→ **Location annotation dataset excerpts**
--- --- ---

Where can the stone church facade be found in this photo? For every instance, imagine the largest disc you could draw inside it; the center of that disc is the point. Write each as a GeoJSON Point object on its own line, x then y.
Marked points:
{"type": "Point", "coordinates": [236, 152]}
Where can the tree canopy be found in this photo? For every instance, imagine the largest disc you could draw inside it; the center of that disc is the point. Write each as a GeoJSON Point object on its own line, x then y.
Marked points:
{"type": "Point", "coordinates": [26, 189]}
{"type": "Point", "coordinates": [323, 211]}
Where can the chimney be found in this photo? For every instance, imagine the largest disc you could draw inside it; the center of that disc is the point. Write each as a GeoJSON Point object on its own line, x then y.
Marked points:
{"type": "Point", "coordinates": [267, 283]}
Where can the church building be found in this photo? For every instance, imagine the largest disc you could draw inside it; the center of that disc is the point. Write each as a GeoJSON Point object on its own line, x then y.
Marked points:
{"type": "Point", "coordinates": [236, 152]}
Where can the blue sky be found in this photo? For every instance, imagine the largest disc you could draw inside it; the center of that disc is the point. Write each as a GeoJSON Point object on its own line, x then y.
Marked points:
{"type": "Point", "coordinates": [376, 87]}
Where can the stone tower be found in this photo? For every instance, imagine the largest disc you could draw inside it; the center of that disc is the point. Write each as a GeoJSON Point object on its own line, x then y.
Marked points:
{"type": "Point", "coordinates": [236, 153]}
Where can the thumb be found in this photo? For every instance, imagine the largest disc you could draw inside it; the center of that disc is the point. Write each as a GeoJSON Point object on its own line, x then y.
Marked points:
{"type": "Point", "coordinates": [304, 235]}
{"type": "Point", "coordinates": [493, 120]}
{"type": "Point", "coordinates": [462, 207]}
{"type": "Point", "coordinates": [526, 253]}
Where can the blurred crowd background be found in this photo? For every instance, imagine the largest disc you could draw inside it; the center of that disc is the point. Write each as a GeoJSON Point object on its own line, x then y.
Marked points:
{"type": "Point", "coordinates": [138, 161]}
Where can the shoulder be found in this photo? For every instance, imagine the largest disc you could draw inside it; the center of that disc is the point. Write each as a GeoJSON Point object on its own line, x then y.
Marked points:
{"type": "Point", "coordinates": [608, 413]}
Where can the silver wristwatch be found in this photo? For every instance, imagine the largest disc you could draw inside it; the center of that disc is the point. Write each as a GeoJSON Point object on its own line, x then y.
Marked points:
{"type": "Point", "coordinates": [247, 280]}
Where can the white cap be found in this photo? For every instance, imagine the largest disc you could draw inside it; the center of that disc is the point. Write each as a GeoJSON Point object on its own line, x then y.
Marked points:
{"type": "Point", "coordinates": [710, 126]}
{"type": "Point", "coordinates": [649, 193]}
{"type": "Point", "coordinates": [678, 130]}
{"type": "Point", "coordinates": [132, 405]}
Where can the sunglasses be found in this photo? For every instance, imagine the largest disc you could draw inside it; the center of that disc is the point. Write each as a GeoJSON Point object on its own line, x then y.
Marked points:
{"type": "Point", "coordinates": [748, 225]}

--- --- ---

→ **Short problem**
Copy out again, without any change, the rows from the line containing "Where can the white" through the end of the rows, both ends included.

→ **Task solution**
Where can the white cap be found in this photo? For every instance, imagine the largest disc you could draw inside it; the center of that disc is the point. Write each as a GeoJSON Point object on its own line, x then y.
Marked points:
{"type": "Point", "coordinates": [710, 126]}
{"type": "Point", "coordinates": [649, 193]}
{"type": "Point", "coordinates": [678, 130]}
{"type": "Point", "coordinates": [132, 405]}
Where can the sunglasses be found in this photo? For every instance, imagine the largest disc you could draw inside it; the center of that disc is the point. Write each as a GeoJSON Point object on its own line, x then y.
Marked points:
{"type": "Point", "coordinates": [748, 225]}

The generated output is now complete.